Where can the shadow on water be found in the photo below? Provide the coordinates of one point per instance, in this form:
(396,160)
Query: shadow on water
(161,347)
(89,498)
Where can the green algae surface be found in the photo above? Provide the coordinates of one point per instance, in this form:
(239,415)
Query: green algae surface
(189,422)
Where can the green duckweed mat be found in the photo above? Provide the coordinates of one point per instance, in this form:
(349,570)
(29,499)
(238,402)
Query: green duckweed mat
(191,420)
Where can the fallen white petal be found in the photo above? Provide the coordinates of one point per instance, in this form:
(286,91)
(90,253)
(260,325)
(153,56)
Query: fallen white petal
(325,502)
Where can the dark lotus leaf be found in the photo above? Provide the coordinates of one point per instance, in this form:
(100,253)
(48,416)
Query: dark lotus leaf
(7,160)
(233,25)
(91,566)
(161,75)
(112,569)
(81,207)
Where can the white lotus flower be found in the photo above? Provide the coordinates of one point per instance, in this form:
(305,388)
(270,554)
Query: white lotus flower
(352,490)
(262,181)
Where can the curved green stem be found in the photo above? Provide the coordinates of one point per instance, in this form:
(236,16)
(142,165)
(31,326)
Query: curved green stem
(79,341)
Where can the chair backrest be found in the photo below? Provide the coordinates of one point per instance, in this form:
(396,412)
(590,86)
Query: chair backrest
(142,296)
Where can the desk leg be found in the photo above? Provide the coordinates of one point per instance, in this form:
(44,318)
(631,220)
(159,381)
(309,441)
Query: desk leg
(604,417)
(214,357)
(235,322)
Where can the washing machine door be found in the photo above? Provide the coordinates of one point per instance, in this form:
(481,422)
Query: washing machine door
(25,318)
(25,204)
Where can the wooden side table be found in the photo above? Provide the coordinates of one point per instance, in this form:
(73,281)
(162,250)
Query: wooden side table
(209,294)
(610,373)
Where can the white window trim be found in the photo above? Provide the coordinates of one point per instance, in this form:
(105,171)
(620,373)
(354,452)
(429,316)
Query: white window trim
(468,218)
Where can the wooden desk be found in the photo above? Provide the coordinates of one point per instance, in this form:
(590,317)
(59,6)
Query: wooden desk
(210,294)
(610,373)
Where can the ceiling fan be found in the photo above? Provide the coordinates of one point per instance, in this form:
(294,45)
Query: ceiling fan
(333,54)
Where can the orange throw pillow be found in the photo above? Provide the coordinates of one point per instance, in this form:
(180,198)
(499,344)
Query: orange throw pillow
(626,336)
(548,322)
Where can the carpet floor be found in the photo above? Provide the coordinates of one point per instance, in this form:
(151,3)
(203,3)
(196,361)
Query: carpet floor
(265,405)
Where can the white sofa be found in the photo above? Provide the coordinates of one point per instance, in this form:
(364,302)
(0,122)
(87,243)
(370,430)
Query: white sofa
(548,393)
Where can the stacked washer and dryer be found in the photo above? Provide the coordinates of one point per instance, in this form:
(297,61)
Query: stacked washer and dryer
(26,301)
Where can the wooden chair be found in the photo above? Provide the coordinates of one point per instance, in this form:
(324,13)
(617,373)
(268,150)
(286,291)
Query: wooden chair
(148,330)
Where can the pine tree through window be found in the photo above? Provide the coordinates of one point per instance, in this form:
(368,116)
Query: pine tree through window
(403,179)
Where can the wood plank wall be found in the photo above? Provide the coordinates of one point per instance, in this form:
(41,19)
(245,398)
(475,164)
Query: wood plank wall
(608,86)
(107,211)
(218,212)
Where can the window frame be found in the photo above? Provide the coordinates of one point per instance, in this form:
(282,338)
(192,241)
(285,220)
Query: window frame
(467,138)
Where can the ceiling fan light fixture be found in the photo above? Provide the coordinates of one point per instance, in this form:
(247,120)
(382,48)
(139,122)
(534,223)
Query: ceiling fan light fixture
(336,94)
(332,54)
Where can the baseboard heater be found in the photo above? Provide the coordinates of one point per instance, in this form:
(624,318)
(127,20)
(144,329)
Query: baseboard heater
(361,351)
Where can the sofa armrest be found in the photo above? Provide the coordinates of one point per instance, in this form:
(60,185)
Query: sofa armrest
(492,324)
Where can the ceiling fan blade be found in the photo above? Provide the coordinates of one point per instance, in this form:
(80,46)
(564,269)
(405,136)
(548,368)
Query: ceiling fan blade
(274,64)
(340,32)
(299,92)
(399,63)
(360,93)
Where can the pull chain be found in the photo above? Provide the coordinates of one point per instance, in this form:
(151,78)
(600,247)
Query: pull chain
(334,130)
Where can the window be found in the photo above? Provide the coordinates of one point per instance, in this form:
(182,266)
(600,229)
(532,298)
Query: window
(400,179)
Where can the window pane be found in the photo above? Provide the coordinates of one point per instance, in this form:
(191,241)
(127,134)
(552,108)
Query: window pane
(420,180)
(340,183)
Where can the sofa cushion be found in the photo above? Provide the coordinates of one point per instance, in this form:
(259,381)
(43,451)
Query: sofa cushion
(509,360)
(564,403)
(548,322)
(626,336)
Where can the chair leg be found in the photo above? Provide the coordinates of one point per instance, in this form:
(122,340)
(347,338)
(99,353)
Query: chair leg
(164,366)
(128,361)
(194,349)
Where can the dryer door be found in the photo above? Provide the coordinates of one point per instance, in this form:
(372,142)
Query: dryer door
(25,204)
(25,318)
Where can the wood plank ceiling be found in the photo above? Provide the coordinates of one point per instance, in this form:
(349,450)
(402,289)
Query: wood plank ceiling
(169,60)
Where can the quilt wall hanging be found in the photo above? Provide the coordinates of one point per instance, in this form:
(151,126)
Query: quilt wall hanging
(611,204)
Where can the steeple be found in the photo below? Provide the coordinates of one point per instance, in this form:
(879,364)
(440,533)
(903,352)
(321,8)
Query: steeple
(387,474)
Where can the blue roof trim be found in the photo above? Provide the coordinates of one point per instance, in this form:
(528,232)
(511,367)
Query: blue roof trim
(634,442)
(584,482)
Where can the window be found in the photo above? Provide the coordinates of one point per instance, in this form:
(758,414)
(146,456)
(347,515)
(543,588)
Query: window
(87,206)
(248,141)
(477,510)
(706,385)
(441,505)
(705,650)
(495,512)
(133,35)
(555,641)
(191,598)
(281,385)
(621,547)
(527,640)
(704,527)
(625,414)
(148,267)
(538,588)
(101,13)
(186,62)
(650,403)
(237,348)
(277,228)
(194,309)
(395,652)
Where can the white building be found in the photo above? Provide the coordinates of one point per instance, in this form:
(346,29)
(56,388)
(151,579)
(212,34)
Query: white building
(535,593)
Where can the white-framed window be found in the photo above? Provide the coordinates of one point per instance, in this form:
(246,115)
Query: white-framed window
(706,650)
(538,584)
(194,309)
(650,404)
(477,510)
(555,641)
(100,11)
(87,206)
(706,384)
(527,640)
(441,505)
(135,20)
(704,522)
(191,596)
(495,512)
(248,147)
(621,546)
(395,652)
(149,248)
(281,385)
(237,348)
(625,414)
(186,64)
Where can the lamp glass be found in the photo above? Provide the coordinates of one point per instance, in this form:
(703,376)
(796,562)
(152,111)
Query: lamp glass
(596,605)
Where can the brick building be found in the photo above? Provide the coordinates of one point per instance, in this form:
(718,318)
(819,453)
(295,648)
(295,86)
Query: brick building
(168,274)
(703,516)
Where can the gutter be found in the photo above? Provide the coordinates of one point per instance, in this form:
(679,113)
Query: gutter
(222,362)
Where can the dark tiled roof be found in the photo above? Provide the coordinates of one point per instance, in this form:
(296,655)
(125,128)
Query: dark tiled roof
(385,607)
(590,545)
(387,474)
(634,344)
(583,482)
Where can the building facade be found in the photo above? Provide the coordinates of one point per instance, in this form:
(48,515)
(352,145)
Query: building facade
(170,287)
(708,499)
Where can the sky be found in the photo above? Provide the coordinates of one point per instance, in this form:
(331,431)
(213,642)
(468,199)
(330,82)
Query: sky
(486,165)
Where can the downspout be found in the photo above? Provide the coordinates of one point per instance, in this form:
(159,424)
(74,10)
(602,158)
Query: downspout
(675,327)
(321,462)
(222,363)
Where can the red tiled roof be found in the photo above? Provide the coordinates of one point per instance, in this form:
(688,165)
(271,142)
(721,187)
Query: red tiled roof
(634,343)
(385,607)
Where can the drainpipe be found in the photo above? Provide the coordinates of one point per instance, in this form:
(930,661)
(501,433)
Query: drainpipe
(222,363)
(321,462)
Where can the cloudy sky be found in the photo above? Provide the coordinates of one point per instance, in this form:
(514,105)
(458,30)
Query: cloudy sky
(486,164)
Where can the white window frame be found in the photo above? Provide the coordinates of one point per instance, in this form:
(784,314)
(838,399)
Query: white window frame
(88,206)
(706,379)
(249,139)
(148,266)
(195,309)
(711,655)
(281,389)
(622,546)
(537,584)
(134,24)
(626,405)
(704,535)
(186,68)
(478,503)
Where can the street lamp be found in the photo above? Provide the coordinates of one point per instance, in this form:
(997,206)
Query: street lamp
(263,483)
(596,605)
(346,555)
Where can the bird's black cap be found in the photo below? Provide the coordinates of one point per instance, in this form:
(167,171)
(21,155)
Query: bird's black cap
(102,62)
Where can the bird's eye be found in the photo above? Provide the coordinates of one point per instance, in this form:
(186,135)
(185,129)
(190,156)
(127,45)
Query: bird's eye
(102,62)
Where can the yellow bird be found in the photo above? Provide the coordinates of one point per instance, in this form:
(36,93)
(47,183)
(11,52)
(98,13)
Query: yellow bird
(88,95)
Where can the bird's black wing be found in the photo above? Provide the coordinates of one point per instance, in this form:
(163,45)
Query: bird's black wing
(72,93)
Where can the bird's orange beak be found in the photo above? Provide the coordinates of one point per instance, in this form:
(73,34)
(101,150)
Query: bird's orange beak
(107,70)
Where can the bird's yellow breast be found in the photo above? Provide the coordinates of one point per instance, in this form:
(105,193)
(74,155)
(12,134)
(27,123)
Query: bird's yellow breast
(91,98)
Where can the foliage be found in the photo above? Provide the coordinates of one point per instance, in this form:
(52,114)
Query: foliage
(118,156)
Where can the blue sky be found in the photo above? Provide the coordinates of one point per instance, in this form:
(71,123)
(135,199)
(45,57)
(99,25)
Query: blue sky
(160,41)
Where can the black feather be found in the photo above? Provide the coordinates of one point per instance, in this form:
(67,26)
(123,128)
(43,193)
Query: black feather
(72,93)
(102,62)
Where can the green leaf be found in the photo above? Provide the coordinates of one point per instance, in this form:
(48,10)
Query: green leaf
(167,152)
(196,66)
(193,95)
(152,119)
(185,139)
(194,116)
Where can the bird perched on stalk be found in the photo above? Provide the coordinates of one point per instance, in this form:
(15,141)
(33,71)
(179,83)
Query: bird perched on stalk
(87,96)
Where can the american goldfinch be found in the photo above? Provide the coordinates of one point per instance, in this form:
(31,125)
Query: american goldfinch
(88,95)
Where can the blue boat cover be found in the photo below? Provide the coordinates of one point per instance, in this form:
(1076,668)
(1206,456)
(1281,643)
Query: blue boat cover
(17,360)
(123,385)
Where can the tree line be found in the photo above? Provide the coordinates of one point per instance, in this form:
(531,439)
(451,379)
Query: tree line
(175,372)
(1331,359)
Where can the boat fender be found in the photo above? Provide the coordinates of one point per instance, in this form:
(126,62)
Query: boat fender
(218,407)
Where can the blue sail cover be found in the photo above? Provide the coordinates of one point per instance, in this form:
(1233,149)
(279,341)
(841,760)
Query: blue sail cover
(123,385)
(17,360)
________
* Directions for this task
Starting at the line that contains "Where can the foliage", output each remaining line of the listing, the last line included, exactly as it appears.

* Written solution
Where can the foliage be found in the photo above? Provide the coordinates of one point per instance, in this form:
(52,114)
Query: foliage
(118,156)
Where can the blue sky be found in the photo above? Provide the coordinates of one point per instance, in this form:
(71,123)
(135,199)
(45,57)
(99,25)
Query: blue sky
(160,41)
Where can the black feather be found in the photo above? Provide the coordinates of one point per instance, in this form:
(67,26)
(123,128)
(43,193)
Query: black feather
(72,93)
(102,62)
Where can the green leaf be found in the photo above? Provide the coordinates of one point per instance, in this form:
(48,10)
Query: green leaf
(167,152)
(196,66)
(193,95)
(152,119)
(185,139)
(194,116)
Where can the bird perched on stalk be found in the photo above? Provide the coordinates of one point per instance, in this form:
(15,141)
(33,71)
(179,83)
Query: bird perched on stalk
(87,96)
Where can the american goldfinch be found in the photo above? Provide the coordinates of one point per instance, in this form:
(31,125)
Query: american goldfinch
(88,95)
Where can the blue boat cover be found in the photo below? Provide the coordinates of one point per instance, in this form:
(1076,668)
(1206,456)
(1281,643)
Query: blue boat cover
(17,360)
(123,385)
Where can the tree line be found in the photo above? Provide the coordinates of one point per instance, in this form:
(531,439)
(451,379)
Query: tree line
(175,372)
(1331,359)
Where can the boat fender be found in the photo above? Provide the coordinates of one point per instance, in this form:
(126,62)
Query: boat fender
(218,407)
Where can the blue sail cover be found in the photo above? Provide the coordinates of one point per instance, in this form:
(1233,149)
(279,341)
(841,760)
Query: blue sail cover
(123,385)
(17,360)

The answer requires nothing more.